___ DATA SUPPLIED ___

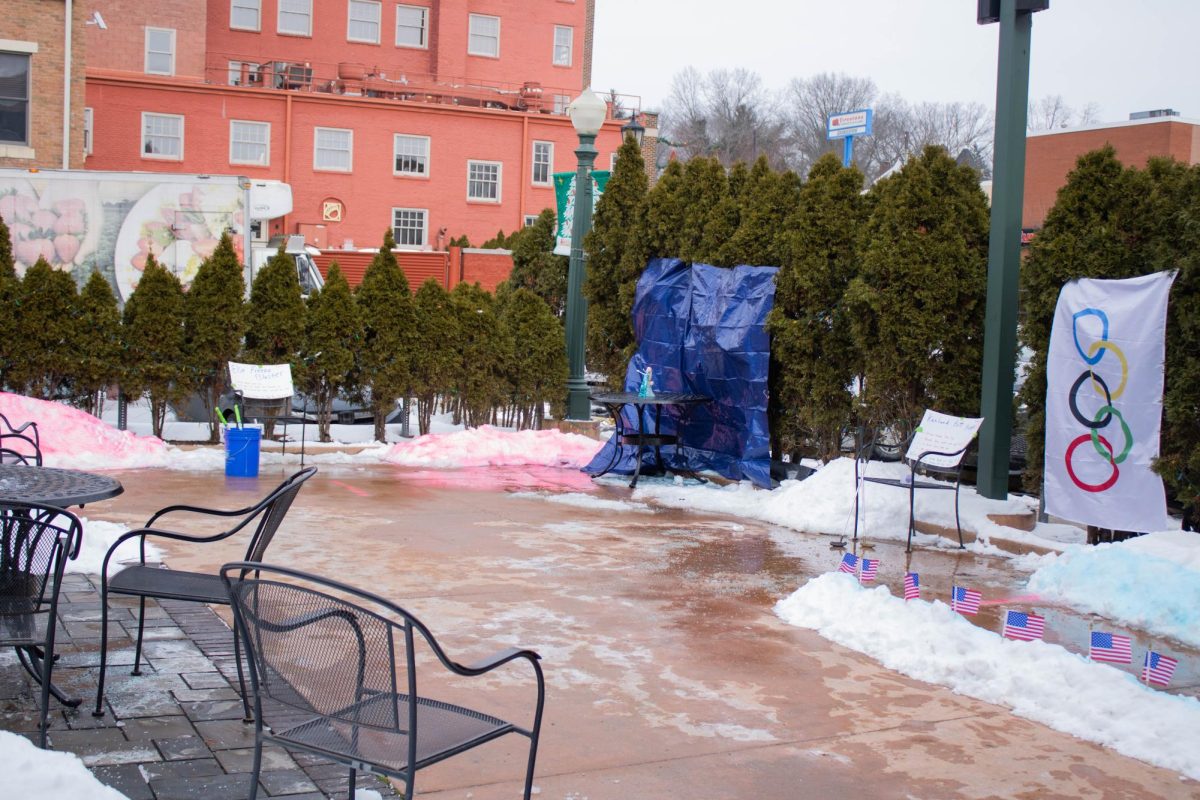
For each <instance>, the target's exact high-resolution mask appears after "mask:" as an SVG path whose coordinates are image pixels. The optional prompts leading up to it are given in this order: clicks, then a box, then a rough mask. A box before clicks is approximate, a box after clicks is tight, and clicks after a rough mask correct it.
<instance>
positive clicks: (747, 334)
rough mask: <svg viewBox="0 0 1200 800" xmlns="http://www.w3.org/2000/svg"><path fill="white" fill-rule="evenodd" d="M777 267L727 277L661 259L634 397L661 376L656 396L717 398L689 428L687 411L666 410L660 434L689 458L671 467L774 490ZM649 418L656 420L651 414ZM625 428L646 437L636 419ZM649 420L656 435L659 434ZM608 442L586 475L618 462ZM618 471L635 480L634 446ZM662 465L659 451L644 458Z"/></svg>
mask: <svg viewBox="0 0 1200 800" xmlns="http://www.w3.org/2000/svg"><path fill="white" fill-rule="evenodd" d="M776 271H778V267H774V266H736V267H733V269H724V267H716V266H709V265H708V264H692V265H688V264H685V263H684V261H680V260H679V259H677V258H670V259H668V258H656V259H653V260H652V261H650V263H649V264H648V265H647V267H646V271H644V272H642V277H641V279H638V282H637V294H636V296H635V299H634V336H635V337H636V338H637V341H638V342H640V343H641V344H640V345H638V349H637V353H636V354H635V355H634V357H632V359H631V360H630V362H629V368H628V369H626V372H625V385H624V387H625V391H634V392H636V391H637V387H638V385H640V384H641V372H643V371H644V369H646V367H647V366H649V367H653V368H654V390H655V391H656V392H691V393H696V395H708V396H710V397H712V398H713V402H712V403H707V404H704V405H694V407H690V408H689V409H688V410H686V413H685V416H684V421H683V427H682V428H680V425H679V415H680V408H679V407H665V408H664V409H662V416H661V421H660V431H661V432H662V433H665V434H676V435H679V441H680V447H679V455H678V457H677V456H676V449H674V447H673V446H671V447H664V449H662V459H664V461H665V462H666V463H667V465H670V467H672V468H677V469H686V470H691V471H701V470H710V471H714V473H716V474H719V475H722V476H725V477H728V479H732V480H743V479H748V480H750V481H754V482H755V485H757V486H762V487H770V443H769V432H768V426H767V397H768V393H767V372H768V367H769V362H770V342H769V337H768V336H767V331H766V327H764V324H766V321H767V313H768V312H769V311H770V308H772V306H773V305H774V302H775V272H776ZM647 414H648V415H649V414H652V411H650V410H649V409H648V410H647ZM625 415H626V416H625V423H626V426H628V427H630V428H635V429H636V427H637V426H636V425H635V423H634V422H635V421H634V411H631V410H630V409H629V408H628V407H626V409H625ZM653 427H654V422H653V420H647V426H646V429H647V431H653ZM617 447H618V445H617V443H616V441H613V440H611V439H610V440H608V441H607V443H606V444H605V446H604V447H602V449H601V450H600V452H599V453H596V457H595V458H594V459H593V461H592V463H590V464H588V465H587V467H584V468H583V469H584V471H587V473H590V474H593V475H594V474H596V473H600V471H602V470H604V469H605V467H607V465H608V464H610V463H612V461H613V455H614V450H616V449H617ZM620 450H622V452H620V453H619V456H618V461H617V464H616V467H614V468H613V470H612V471H614V473H619V474H625V475H629V474H632V471H634V458H635V453H636V450H635V449H634V447H629V446H626V447H622V449H620ZM642 458H643V468H644V467H649V465H652V464H653V463H654V450H653V449H650V450H647V451H646V453H643V456H642Z"/></svg>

___

Take every line from the listing above that includes the word "instance" and copy it.

§ **ANSWER TO THE EXERCISE**:
For each <instance>, the target's exact high-resolution mask appears after "mask:" as an SVG path whose coordinates are image pixels. The optional prompts leading up to it are given in this order: clicks, then a box, then a rough mask. A box before clicks is approximate, a box after clicks is tight, and clicks after a rough mask correct it.
<instance>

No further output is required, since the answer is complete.